──────── Trecho da página ────────
Desde
1996, Marcus Figueiredo investiga os processos eleitorais a partir da
cobertura feita pelos jornais Folha de S.Paulo, O Globo e O Estado de
S. Paulo. Nesse período, Figueiredo, agora coordenador do Instituto
de Estudos Sociais e Políticos (Iesp) da Universidade do Estado do
Rio de Janeiro (Uerj), reuniu evidências sólidas para poder afirmar
com segurança: “Há certa resistência, da parte dos jornalistas,
em admitir a legitimidade da análise de mídia. Os próprios meios
dedicam pouco espaço ao tema”.
Por
Mauricio Dias*
Há
poucos dias, no entanto, o veterano jornalista Merval Pereira, de O
Globo, quebrou essa regra não escrita e se dedicou ao tema. Saiu em
defesa da revista Veja, envolvida com questões do receituário da
CPI.
“O
relacionamento de jornalistas da revista Veja com o bicheiro
Carlinhos Cachoeira e seus asseclas nada tem de ilícito”,
assegurou Merval.
Essa
afirmação vigorosa se sustenta em bases frágeis. Merval enalteceu
o “jornalismo investigativo” praticado na revista. Veja, no
entanto, foi parceira de um jogo criminoso. Aliou-se a um
contraventor e, no afã de denunciar escândalos, criou
escandalosamente um deles. Cachoeira oferecia a munição e Veja
atirava.
No
futuro, esse episódio e outros deverão ser objeto de estudo
acadêmico possivelmente sob o título de “O caso Veja”. Melhor
seria abandonar o formalismo acadêmico e chegar a um título mais
adequado à tese “Veja é um caso sério”.
Não é a
primeira vez que a revista sapateia sobre as regras do jornalismo.
Mais do que isso. Frequentemente, ela sai do jogo e -adota o
vale-tudo.
Em 2006,
por exemplo, Veja foi protagonista de um episódio inédito no
jornalismo mundial, ao acusar o então presidente Lula de ter conta
no exterior. Na mesma reportagem, no entanto, confessa não ter
conseguido comprovar a veracidade do documento usado para fazer
sustentar o que denunciava. Só o vale-tudo admite acusação sem
provas.
A
imprensa brasileira, particularmente, tem assombrosos erros
históricos. Um prontuário que inclui, entre outros, a participação
na pressão que levou Vargas ao suicídio, em 1954, e quando se
tornou porta-voz do movimento de deposição de Jango, em 1964.
──────── Dados extraídos ────────
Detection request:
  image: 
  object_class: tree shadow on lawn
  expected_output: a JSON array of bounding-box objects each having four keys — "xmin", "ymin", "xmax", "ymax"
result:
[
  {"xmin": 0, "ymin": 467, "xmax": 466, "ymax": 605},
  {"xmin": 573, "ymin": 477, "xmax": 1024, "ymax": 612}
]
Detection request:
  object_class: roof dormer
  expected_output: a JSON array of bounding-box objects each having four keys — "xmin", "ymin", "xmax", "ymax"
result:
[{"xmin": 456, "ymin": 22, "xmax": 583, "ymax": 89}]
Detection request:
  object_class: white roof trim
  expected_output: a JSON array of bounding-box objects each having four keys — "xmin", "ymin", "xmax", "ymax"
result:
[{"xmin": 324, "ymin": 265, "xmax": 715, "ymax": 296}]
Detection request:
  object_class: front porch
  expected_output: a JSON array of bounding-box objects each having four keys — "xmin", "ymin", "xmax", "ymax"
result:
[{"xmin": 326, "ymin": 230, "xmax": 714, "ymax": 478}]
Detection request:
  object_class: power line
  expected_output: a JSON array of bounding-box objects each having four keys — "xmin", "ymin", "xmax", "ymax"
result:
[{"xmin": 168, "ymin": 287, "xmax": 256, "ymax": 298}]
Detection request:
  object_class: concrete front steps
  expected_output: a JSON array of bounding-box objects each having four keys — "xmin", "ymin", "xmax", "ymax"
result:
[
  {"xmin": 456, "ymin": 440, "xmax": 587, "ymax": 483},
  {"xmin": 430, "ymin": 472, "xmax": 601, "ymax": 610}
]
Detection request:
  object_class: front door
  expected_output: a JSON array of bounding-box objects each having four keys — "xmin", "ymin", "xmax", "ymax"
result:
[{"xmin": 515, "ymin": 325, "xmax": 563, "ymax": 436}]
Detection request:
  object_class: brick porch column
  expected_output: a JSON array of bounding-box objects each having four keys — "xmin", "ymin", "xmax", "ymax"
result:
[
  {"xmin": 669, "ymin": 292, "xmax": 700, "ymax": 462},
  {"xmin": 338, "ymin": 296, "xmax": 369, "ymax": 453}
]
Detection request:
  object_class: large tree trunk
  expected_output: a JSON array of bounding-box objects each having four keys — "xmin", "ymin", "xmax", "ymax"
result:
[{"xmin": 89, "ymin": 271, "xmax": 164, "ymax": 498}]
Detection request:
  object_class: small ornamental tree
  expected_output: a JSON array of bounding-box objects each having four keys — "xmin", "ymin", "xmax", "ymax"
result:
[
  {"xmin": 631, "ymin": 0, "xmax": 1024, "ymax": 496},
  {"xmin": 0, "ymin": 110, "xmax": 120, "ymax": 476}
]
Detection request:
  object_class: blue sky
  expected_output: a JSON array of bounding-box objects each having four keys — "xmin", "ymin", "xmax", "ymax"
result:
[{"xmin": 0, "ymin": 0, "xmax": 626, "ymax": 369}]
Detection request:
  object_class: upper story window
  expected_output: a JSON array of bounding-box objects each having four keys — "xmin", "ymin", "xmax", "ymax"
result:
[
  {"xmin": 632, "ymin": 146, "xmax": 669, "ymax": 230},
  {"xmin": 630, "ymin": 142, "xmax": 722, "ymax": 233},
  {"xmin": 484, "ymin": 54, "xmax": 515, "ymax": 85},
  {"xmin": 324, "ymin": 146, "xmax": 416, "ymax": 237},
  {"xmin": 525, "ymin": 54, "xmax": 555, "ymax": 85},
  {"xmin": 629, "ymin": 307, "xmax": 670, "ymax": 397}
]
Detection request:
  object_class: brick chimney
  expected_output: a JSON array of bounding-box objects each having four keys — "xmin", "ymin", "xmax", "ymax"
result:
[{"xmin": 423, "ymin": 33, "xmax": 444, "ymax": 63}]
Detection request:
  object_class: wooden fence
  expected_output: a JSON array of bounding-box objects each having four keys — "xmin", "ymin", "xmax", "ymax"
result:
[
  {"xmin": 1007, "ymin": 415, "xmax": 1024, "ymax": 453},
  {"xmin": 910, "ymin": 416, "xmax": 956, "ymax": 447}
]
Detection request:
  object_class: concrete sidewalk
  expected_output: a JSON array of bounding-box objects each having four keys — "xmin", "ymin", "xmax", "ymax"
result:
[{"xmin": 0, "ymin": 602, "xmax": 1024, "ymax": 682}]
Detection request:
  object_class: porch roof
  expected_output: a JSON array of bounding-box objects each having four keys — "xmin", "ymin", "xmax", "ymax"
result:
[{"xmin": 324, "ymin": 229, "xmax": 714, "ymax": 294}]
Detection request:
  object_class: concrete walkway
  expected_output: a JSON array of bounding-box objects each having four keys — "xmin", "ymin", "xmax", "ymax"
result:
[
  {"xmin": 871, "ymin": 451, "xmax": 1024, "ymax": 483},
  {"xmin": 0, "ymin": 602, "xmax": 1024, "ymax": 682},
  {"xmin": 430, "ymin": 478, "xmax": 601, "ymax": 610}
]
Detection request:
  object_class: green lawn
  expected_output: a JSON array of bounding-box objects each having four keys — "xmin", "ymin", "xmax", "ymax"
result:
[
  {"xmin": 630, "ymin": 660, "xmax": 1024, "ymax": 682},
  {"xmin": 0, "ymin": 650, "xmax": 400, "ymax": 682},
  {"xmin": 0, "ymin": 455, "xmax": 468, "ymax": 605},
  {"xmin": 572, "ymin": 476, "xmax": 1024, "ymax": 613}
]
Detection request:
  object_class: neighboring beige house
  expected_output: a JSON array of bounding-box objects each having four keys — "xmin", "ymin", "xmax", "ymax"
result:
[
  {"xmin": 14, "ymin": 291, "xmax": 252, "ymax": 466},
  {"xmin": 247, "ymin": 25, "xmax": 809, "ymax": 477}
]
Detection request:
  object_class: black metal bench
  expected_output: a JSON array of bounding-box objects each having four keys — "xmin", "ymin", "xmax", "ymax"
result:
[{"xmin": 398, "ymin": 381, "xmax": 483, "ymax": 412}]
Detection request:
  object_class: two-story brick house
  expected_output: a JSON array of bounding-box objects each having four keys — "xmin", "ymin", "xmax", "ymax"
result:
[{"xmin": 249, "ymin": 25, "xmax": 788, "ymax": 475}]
────────
- Problemas a resolver:
a) Liste cada linha dos dados acima que contenha a palavra "brick", diferenciando maiúsculas de minúsculas.
b) Dê sequência ao artigo sobre a revista Veja e a imprensa brasileira, começando logo após a última frase mostrada.

- Lista de respostas:
a)
  object_class: brick porch column
  object_class: brick chimney
  object_class: two-story brick house

b)
A
ascensão de um operário ao poder é outro marco divisório da
imprensa brasileira. A eleição de Lula acirrou os ânimos dos
“barões da mídia”. O noticiário passou a se sustentar,
primeiramente, nas divergências políticas e, depois, mas não menos
importante, no preconceito de classe. A imprensa adotou o que Marcus
Figueiredo chama de “discurso ético de autoqualificação diante
dos leitores”.
No
exercício diário, semanal ou semestral, porém, essa propaganda se
esfuma. Figueiredo fez um flagrante em 2006:
“(…)
o que vimos são diferenças no tratamento conferido aos candidatos,
de amplificação de certos temas negativamente associados a Lula,
contraposto à benevolência no tratamento de temas espinhosos
relacionados aos seus adversários”.
É
possível recolher na história das redações inúmeros exemplos de
desvios éticos provocados pela busca da informação exclusiva. Mas
tudo, em geral, provocado pelo afã de profissionais em busca do
“furo” sensacional.
Essa
prática se mantém, mas sustentada muitas vezes em parceria
criminosa e não em investigação jornalística.
Certas
reportagens de Veja nos põem diante de um caso assim. A informação
chega à redação de mãos beijadas. No caso, as mãos de Carlinhos
Cachoeira.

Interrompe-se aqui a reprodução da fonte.